— Start of Given records —
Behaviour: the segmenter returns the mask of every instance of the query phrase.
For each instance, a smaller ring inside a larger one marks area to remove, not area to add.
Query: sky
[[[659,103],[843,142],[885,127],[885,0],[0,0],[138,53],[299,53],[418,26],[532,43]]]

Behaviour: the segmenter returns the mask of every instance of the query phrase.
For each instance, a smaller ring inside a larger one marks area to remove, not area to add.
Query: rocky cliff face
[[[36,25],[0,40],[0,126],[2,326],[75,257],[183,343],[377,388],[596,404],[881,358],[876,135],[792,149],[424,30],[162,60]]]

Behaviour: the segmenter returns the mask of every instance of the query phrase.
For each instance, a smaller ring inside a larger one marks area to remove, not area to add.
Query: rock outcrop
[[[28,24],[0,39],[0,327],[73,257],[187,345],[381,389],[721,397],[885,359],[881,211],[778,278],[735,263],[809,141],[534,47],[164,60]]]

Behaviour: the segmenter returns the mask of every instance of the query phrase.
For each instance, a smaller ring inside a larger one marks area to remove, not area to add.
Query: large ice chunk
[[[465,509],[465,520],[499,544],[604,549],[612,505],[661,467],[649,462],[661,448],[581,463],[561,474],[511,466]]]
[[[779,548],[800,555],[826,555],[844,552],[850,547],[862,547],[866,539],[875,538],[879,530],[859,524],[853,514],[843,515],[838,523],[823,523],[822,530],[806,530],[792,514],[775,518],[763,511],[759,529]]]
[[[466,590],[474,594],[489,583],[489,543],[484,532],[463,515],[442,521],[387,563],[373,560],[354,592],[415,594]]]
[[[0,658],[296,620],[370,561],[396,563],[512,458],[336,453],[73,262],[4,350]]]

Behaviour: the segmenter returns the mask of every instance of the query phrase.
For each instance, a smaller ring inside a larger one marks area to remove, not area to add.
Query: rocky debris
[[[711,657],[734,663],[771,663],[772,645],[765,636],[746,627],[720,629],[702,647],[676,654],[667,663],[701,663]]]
— End of Given records —
→ Brief
Rewrite all of the items above, changing every "instance" to "occurrence" and keeping everything else the same.

→ Full solution
Behaviour: the segmenter returns the mask of every occurrence of the query phrase.
For each occurrence, a smaller ring inside a larger one marks area to remove, not area to add.
Query: sky
[[[659,103],[843,142],[885,127],[885,0],[0,0],[138,53],[299,53],[418,26],[532,43]]]

Behaviour: the segmenter returns the mask of every occurrence of the query phrase.
For each occurrence, a smaller ring inside a larger one marks area to remove, not area to add.
Query: rocky cliff face
[[[36,25],[0,40],[0,126],[2,326],[75,257],[183,343],[377,388],[596,404],[881,358],[876,135],[792,149],[424,30],[162,60]]]

Behaviour: the segmenter returns the mask of every occurrence of the query phrase.
For each occurrence, a smaller ring inside a larger one marks area to remove, not area to add.
Query: rock outcrop
[[[28,24],[0,39],[0,327],[73,257],[187,345],[381,389],[721,397],[885,359],[881,211],[778,278],[735,263],[809,141],[534,47],[164,60]]]

Behaviour: the segmenter returns the mask of every occurrence of the query phrase.
For each occurrence, a smaller ring inside a larger one marks area to remove, not area to add.
Query: large ice chunk
[[[465,509],[465,520],[499,544],[604,549],[612,505],[661,467],[649,462],[661,448],[581,463],[561,474],[511,466]]]
[[[779,548],[800,555],[826,555],[844,552],[850,547],[862,547],[866,539],[875,538],[879,530],[859,524],[853,514],[843,515],[838,523],[823,523],[822,530],[806,530],[792,514],[775,518],[763,511],[759,529]]]
[[[466,590],[474,594],[489,583],[489,543],[484,532],[463,515],[442,521],[387,563],[373,560],[354,592],[415,594]]]
[[[0,658],[296,620],[370,561],[396,563],[512,458],[336,453],[73,262],[4,350]]]

Behaviour: the segmenter returns the mask of every occurrence of the query phrase.
For each occurrence, a smaller ring inside a larger one marks area to remove, not area to add.
Query: rocky debris
[[[711,657],[734,663],[771,663],[772,645],[765,636],[746,627],[720,629],[702,647],[676,654],[667,663],[701,663]]]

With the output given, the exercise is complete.